▶ **AIM**
Every record should be written out exactly, with the pictures left out.

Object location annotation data
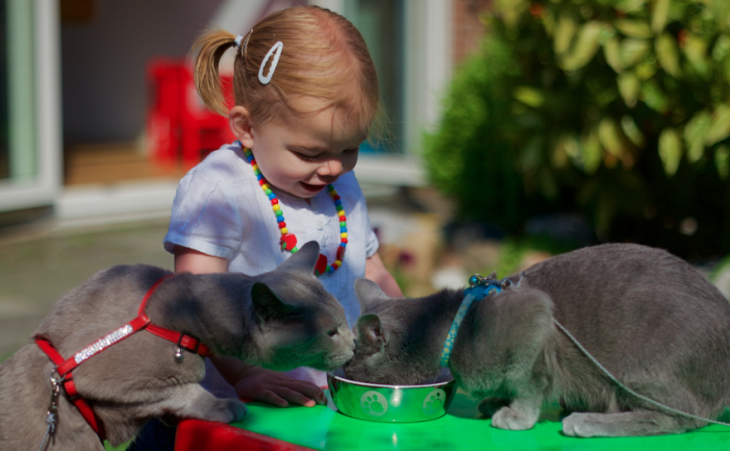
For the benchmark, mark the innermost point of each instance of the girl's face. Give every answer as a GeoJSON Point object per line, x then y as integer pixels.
{"type": "Point", "coordinates": [308, 152]}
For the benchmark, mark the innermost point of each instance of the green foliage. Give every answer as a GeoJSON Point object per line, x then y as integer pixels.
{"type": "Point", "coordinates": [618, 109]}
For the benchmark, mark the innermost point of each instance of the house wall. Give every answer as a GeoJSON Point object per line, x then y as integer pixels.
{"type": "Point", "coordinates": [468, 30]}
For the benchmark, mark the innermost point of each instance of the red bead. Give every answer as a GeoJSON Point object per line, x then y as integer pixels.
{"type": "Point", "coordinates": [288, 242]}
{"type": "Point", "coordinates": [321, 265]}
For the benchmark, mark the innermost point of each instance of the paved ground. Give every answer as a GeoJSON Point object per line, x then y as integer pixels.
{"type": "Point", "coordinates": [40, 262]}
{"type": "Point", "coordinates": [36, 269]}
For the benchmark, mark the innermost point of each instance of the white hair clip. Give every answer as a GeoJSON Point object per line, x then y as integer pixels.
{"type": "Point", "coordinates": [276, 51]}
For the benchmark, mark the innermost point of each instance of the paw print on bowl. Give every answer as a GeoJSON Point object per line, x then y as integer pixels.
{"type": "Point", "coordinates": [374, 404]}
{"type": "Point", "coordinates": [434, 402]}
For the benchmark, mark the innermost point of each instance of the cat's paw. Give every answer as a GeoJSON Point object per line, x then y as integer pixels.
{"type": "Point", "coordinates": [583, 425]}
{"type": "Point", "coordinates": [509, 419]}
{"type": "Point", "coordinates": [228, 411]}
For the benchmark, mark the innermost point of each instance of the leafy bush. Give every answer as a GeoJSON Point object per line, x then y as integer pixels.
{"type": "Point", "coordinates": [617, 109]}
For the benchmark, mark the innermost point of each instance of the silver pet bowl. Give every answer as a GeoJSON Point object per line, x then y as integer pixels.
{"type": "Point", "coordinates": [391, 403]}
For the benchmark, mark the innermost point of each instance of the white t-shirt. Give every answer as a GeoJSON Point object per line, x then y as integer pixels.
{"type": "Point", "coordinates": [221, 210]}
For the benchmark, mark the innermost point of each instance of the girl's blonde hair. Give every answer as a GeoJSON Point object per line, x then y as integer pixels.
{"type": "Point", "coordinates": [324, 56]}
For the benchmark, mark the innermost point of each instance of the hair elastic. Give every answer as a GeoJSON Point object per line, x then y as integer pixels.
{"type": "Point", "coordinates": [276, 51]}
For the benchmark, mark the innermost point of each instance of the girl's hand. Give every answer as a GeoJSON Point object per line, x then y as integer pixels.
{"type": "Point", "coordinates": [260, 384]}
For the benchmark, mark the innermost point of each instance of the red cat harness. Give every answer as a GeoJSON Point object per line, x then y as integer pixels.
{"type": "Point", "coordinates": [64, 367]}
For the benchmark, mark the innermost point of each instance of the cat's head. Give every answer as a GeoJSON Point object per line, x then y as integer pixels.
{"type": "Point", "coordinates": [298, 323]}
{"type": "Point", "coordinates": [379, 354]}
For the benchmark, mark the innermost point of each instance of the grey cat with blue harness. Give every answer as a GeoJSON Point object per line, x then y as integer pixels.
{"type": "Point", "coordinates": [631, 340]}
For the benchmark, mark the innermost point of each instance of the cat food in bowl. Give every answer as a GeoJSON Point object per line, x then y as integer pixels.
{"type": "Point", "coordinates": [391, 403]}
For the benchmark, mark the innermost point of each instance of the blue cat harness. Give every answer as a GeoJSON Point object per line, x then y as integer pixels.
{"type": "Point", "coordinates": [479, 288]}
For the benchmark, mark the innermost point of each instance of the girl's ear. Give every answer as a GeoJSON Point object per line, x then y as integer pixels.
{"type": "Point", "coordinates": [240, 121]}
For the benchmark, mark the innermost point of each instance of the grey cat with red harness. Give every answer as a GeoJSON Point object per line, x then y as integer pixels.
{"type": "Point", "coordinates": [124, 347]}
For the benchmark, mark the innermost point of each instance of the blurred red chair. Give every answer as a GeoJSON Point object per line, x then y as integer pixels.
{"type": "Point", "coordinates": [203, 131]}
{"type": "Point", "coordinates": [165, 79]}
{"type": "Point", "coordinates": [178, 123]}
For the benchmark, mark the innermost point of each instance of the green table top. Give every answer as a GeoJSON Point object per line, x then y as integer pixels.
{"type": "Point", "coordinates": [321, 428]}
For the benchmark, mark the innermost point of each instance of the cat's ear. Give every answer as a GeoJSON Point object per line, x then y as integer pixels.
{"type": "Point", "coordinates": [303, 260]}
{"type": "Point", "coordinates": [368, 293]}
{"type": "Point", "coordinates": [267, 306]}
{"type": "Point", "coordinates": [370, 333]}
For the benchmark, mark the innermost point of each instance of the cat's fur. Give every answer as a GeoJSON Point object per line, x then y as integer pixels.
{"type": "Point", "coordinates": [652, 320]}
{"type": "Point", "coordinates": [280, 320]}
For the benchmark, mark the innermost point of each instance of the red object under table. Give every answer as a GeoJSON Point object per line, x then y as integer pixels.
{"type": "Point", "coordinates": [197, 435]}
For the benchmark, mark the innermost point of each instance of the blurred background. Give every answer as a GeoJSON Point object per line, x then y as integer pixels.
{"type": "Point", "coordinates": [518, 130]}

▶ **RESULT**
For the benchmark, mark the innermost point of each instance of the girl's face. Give every answer as a GeoJSON Point object per line, x then y as integer pixels.
{"type": "Point", "coordinates": [308, 152]}
For the benchmark, mark the innermost point of each instance of the green foliage. Give every answer as a GeoJSON Point object per line, x then y as integer pixels.
{"type": "Point", "coordinates": [618, 109]}
For the benchmark, mark the innermost point of each instance of the house wall. Give every answer as a GeoJSON Point object per line, x then y as integer pixels.
{"type": "Point", "coordinates": [468, 30]}
For the benchmark, mark the innermost point of each instance of the red bead. Give every answer as a GeoJSON Point object per line, x then y as integer pixels.
{"type": "Point", "coordinates": [288, 242]}
{"type": "Point", "coordinates": [321, 265]}
For the benchmark, mark the innermost point of each instance of the paved ground. Give every answer as a GeoJSON Point object per line, x then y as integer pixels.
{"type": "Point", "coordinates": [40, 262]}
{"type": "Point", "coordinates": [36, 269]}
For the benchmark, mark the innermost point of each instance of the white hair clip. Give every answer as a GeoJSON Point object per line, x then y as integer pixels.
{"type": "Point", "coordinates": [276, 51]}
For the benchmark, mark the innermost point of each instance of the paw print on bowl. Give every answer as a GeoJSON Point object per line, x then y as integer pixels.
{"type": "Point", "coordinates": [374, 404]}
{"type": "Point", "coordinates": [434, 402]}
For the benchmark, mark the innermost point of each instance of the cat's paw. Give every answer as a GeoJSON Point object per line, x then y as integer pixels.
{"type": "Point", "coordinates": [583, 425]}
{"type": "Point", "coordinates": [509, 419]}
{"type": "Point", "coordinates": [228, 411]}
For the benchmark, mark the innermost point of each instance of the leafy bush. Give every answer as a GeoJSON Point object per line, x then y as integer pixels.
{"type": "Point", "coordinates": [617, 109]}
For the benchmark, mark the innermost point of each instance of the silver pet bowl. Give every answer as a GeoJSON Point object per line, x then y as integer pixels.
{"type": "Point", "coordinates": [391, 403]}
For the benchmark, mark the innermost point of each instance of the white t-shirt. Give every answer as a GeoJSON Point object per line, x then y as integer pixels.
{"type": "Point", "coordinates": [221, 210]}
For the benchmark, mark the innermost point of each instance of the girl's blonde hair. Give every answer as a GeoJSON Point object per line, x then y as integer pixels.
{"type": "Point", "coordinates": [324, 56]}
For the benchmark, mark the innermost point of each instance of the hair elastic. Give every answer as a GeoJSON Point object per line, x then y as integer pixels.
{"type": "Point", "coordinates": [276, 51]}
For the benchmark, mark the innermost point of each instance of the girl's hand. Give every answer as a GeoJSON Point object per line, x then y as integer pixels.
{"type": "Point", "coordinates": [260, 384]}
For the benchmark, mark the innermost point of each instance of the red cat harness. Give every answer as a GeoJSON Point object per line, x then y as integer pixels.
{"type": "Point", "coordinates": [64, 367]}
For the benchmark, mark the innermost point of each instance of the cat's head. Give every answer as a GeoJSON Point object per line, x then y as integer pixels.
{"type": "Point", "coordinates": [298, 323]}
{"type": "Point", "coordinates": [379, 354]}
For the benchmark, mark the innermost point of each instance of the grey cat with blue harness. Give every answer as a GeoJSON Point object per line, x then y as integer pixels.
{"type": "Point", "coordinates": [631, 340]}
For the benchmark, mark the innermost point of each instance of the cat food in bowl. Give every answer as a GeoJSON Point object per line, x then y as integer pixels.
{"type": "Point", "coordinates": [391, 403]}
For the benchmark, mark the innermost point of each instance of the blue cat harness. Give every answer as a GeoJSON Point object per line, x then y as integer pixels.
{"type": "Point", "coordinates": [479, 288]}
For the benchmark, mark the innermost point of each instance of the girl's ear. Give every answer as a GeoJSON Point object per line, x then y as integer pixels.
{"type": "Point", "coordinates": [240, 121]}
For the benchmark, mark the innermost point of each instance of the grey cat with red harness. Give every answer as a GeoJSON Point object per line, x then y as integer pixels.
{"type": "Point", "coordinates": [124, 347]}
For the benchmark, mark the innermost point of each instance of the blurred red chair. Give every answer as a GeoJSON Point object per line, x then y as integer pixels.
{"type": "Point", "coordinates": [203, 131]}
{"type": "Point", "coordinates": [165, 79]}
{"type": "Point", "coordinates": [178, 123]}
For the benchmark, mark the innermost point of each instance of the green table top. Give every answer as a GeoJSON Point object per line, x then y as integer pixels.
{"type": "Point", "coordinates": [321, 428]}
For the benchmark, mark the innermost point of each instance of the cat's ear. Give every answer as a GeoJSON Point object per line, x then y as integer pixels.
{"type": "Point", "coordinates": [303, 260]}
{"type": "Point", "coordinates": [368, 293]}
{"type": "Point", "coordinates": [267, 306]}
{"type": "Point", "coordinates": [370, 333]}
For the benchmark, mark the innermost point of each instance of the cat's fur. Give every answer as a GeoJSON Point object per line, x then y as integer pixels.
{"type": "Point", "coordinates": [652, 320]}
{"type": "Point", "coordinates": [280, 320]}
For the benchmark, mark the innermost point of each instance of the red object under table. Give every answer as a GeoJSON Point object per line, x then y as integer pixels.
{"type": "Point", "coordinates": [197, 435]}
For the benchmark, mark the innermost point of each instance of the blurred background. Give every answer as a GeoJSON Point object per line, x then y as integer pixels.
{"type": "Point", "coordinates": [518, 130]}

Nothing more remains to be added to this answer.